**What you are asked to do**
Write out the records once more, exactly as given.

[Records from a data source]
§

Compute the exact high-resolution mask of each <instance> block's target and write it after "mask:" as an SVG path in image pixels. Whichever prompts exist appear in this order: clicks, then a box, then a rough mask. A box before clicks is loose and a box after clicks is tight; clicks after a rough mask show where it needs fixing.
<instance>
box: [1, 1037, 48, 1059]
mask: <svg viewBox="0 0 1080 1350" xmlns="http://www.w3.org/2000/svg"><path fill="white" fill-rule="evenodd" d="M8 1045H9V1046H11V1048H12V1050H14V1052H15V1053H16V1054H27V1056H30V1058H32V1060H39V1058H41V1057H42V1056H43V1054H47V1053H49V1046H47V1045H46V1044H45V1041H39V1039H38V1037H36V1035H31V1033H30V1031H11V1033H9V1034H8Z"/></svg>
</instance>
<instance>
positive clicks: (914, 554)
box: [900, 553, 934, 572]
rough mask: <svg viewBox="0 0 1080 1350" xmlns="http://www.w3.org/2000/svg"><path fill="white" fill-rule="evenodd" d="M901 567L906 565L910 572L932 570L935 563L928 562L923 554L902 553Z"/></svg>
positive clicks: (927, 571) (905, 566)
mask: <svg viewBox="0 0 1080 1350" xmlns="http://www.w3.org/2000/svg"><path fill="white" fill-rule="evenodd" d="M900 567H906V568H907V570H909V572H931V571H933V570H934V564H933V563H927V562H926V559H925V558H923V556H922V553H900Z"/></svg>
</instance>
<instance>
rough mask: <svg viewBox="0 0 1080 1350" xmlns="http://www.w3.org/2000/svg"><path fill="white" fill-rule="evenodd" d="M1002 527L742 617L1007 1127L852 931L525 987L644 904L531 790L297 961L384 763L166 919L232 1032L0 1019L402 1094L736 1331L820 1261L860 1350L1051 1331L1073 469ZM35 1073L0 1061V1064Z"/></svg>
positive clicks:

§

**Written answer**
Compute the exact high-resolution mask of each <instance> block's target and write it after "mask:" as an SVG path in image pixels. Whichever prompts exist appear in this order: clicks, then a box, then a rough mask. A box before clicks is loose and a box after clicks is tight; clicks after a rough mask show where it needs fixing.
<instance>
box: [1, 1037, 48, 1059]
mask: <svg viewBox="0 0 1080 1350" xmlns="http://www.w3.org/2000/svg"><path fill="white" fill-rule="evenodd" d="M8 1045H9V1046H11V1048H12V1050H14V1052H15V1053H16V1054H27V1056H30V1058H32V1060H39V1058H41V1057H42V1056H43V1054H47V1053H49V1046H47V1045H46V1044H45V1041H39V1039H38V1037H36V1035H31V1033H30V1031H11V1033H9V1034H8Z"/></svg>
</instance>
<instance>
positive clicks: (914, 554)
box: [900, 553, 934, 572]
rough mask: <svg viewBox="0 0 1080 1350" xmlns="http://www.w3.org/2000/svg"><path fill="white" fill-rule="evenodd" d="M901 567L906 565L910 572L932 570L935 563L928 562L923 554L902 553Z"/></svg>
positive clicks: (927, 571) (905, 566)
mask: <svg viewBox="0 0 1080 1350" xmlns="http://www.w3.org/2000/svg"><path fill="white" fill-rule="evenodd" d="M900 567H906V568H907V570H909V572H931V571H933V570H934V564H933V563H927V562H926V559H925V558H923V556H922V553H900Z"/></svg>
</instance>
<instance>
rough mask: <svg viewBox="0 0 1080 1350" xmlns="http://www.w3.org/2000/svg"><path fill="white" fill-rule="evenodd" d="M1002 527L742 617L1007 1127L852 931L525 987L644 904L531 790L297 961L384 763L166 919L232 1032L0 1019L402 1094L736 1331L820 1261L860 1350L1051 1331L1073 469ZM35 1073L0 1061V1064Z"/></svg>
positive clicks:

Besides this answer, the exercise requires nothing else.